>>>>
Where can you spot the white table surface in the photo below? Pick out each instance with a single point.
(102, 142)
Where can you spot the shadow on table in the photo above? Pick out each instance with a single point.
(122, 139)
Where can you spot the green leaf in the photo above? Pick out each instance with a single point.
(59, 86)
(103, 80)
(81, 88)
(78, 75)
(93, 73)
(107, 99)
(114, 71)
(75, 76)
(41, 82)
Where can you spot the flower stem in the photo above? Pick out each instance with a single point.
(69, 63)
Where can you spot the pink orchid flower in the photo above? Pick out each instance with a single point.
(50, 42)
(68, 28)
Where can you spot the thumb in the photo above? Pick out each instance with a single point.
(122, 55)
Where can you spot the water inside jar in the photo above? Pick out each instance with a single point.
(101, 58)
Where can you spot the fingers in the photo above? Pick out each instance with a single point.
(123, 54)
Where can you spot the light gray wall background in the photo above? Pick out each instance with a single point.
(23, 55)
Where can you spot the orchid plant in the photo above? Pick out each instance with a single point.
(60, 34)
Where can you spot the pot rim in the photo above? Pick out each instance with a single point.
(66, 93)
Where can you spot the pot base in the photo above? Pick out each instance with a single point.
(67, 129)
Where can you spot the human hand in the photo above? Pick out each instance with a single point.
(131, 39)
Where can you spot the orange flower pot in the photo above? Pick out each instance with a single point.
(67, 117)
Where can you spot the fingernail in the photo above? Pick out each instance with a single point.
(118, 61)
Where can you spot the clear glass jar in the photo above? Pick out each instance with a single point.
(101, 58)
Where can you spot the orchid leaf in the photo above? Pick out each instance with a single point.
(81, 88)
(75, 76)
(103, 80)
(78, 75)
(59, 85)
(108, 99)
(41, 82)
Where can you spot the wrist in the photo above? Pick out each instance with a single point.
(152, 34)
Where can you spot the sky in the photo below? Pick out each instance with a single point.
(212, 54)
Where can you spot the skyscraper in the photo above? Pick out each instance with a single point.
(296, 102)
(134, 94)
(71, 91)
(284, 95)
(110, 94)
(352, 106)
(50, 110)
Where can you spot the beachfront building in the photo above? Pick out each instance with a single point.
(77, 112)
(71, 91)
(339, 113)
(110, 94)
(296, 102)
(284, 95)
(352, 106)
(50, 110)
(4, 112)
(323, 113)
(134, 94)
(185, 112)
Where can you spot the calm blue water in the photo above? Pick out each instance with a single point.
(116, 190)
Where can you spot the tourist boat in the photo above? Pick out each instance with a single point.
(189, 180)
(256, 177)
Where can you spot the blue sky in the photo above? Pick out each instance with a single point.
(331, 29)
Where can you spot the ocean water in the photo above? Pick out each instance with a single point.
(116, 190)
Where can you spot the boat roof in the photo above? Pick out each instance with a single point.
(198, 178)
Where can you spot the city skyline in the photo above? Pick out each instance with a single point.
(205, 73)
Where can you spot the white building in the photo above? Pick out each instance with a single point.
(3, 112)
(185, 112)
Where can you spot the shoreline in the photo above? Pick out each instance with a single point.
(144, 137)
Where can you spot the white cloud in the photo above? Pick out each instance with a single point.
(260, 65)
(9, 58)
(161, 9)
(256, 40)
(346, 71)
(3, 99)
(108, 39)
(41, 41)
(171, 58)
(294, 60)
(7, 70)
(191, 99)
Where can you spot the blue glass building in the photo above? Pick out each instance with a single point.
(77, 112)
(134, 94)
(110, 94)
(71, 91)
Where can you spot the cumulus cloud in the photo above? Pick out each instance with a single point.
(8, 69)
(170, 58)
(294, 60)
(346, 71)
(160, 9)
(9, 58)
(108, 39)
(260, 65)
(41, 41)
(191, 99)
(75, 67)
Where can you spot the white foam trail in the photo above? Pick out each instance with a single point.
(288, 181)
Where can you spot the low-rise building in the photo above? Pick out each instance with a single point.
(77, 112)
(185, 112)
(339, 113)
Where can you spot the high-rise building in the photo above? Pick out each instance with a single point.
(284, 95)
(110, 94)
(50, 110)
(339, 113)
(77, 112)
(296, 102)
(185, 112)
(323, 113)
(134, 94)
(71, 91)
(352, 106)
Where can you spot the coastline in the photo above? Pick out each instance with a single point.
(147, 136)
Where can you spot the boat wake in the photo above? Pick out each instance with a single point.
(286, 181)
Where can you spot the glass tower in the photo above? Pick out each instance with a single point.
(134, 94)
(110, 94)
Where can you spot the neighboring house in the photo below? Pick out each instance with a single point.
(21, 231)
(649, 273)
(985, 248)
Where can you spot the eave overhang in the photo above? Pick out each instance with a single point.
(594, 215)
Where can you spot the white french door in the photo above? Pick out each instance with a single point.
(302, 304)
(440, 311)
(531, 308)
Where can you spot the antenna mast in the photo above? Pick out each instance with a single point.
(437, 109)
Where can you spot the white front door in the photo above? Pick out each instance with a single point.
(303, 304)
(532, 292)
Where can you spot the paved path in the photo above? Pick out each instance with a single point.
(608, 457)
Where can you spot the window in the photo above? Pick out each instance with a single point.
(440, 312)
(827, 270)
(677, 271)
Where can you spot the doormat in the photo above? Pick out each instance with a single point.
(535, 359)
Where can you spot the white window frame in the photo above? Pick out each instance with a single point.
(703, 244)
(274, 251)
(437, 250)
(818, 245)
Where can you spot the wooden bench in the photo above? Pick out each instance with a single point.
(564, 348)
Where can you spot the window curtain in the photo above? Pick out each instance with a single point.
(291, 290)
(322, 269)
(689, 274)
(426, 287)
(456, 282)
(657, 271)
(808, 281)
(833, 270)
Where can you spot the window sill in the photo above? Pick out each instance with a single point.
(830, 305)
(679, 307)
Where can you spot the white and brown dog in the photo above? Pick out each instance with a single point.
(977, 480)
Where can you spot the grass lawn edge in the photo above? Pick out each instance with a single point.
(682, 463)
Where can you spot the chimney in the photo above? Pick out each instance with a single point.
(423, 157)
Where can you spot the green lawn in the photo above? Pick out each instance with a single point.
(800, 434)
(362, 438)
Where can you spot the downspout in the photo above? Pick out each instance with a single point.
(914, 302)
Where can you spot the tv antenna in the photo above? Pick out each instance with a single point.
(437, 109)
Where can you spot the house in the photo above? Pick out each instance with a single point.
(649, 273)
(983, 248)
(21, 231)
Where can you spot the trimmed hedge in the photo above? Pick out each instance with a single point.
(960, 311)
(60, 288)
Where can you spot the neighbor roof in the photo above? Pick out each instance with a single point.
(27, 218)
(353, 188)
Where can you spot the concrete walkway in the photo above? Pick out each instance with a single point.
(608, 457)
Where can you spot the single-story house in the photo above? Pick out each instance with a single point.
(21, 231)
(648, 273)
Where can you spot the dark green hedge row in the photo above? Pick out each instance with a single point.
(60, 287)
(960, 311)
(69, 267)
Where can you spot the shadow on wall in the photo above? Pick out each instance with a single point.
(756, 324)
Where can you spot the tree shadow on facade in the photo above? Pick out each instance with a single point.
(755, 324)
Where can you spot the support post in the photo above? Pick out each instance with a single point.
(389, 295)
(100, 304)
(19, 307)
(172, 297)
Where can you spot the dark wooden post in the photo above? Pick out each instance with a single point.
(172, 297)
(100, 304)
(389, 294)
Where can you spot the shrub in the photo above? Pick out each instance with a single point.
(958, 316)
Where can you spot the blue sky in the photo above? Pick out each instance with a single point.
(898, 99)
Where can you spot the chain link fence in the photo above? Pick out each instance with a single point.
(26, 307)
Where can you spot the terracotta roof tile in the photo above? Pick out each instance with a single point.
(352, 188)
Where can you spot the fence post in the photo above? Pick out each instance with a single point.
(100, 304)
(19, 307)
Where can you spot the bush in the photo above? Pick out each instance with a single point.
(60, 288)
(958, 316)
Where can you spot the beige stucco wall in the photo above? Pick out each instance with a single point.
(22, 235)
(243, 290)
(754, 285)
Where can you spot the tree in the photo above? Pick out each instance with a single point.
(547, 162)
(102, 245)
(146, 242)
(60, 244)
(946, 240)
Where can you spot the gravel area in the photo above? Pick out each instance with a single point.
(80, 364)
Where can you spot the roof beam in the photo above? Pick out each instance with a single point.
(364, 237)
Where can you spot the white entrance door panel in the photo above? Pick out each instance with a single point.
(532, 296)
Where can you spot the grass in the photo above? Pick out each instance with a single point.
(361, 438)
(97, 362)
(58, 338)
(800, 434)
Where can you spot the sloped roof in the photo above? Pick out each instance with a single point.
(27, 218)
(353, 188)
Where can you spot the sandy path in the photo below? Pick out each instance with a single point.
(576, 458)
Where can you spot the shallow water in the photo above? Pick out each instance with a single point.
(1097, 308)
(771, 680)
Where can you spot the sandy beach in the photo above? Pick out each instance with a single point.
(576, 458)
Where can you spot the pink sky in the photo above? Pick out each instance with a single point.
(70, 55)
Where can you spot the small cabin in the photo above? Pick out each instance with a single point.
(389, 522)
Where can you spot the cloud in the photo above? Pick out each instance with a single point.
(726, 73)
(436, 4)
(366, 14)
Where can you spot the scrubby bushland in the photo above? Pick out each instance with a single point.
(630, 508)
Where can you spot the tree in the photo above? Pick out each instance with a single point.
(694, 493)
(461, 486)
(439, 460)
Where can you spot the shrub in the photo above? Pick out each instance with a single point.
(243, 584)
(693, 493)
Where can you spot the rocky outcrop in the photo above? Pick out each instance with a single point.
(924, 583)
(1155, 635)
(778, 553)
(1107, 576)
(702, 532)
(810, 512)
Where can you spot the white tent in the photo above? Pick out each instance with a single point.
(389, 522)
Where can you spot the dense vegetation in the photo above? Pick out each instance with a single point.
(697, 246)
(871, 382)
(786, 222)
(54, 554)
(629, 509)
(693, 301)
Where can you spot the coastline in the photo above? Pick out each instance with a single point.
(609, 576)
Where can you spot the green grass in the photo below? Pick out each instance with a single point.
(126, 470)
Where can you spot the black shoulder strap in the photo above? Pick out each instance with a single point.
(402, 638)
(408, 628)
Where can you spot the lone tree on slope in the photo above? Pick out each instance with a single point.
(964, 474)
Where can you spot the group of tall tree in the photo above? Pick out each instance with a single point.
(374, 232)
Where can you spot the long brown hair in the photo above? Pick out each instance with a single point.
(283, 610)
<<<<
• _Work to be completed_: Starting at the line that contains "Where can you spot the rocky", quote each remaining line of the entries above, unchanged.

• _Solution to the exercise_:
Where can you spot the rocky outcrop in the photo above? Pick out each instance with a single point.
(924, 583)
(1155, 635)
(778, 553)
(1107, 576)
(702, 532)
(810, 512)
Where can you spot the white tent in the photo above? Pick out each instance with a single point.
(389, 522)
Where can you spot the dense vegetation in the photo above? Pick out each instance with a single point.
(697, 246)
(871, 382)
(786, 222)
(54, 554)
(629, 509)
(693, 301)
Where can you spot the coastline in the photo above? Pick out each instance with a single point.
(609, 576)
Where can you spot the green grass in the photo below? Pick out each instance with a single point.
(126, 470)
Where can you spot the black shoulder strap in the photo above? Pick out each instance with a single point.
(402, 638)
(408, 628)
Where can you spot the lone tree on slope in the photo above? Pick out each instance with a single point.
(964, 474)
Where can you spot the group of tall tree in the photo above? Pick out each instance with a single point.
(374, 232)
Where can you spot the long brown hair in the photo above? Pick out each instance with a single point.
(283, 610)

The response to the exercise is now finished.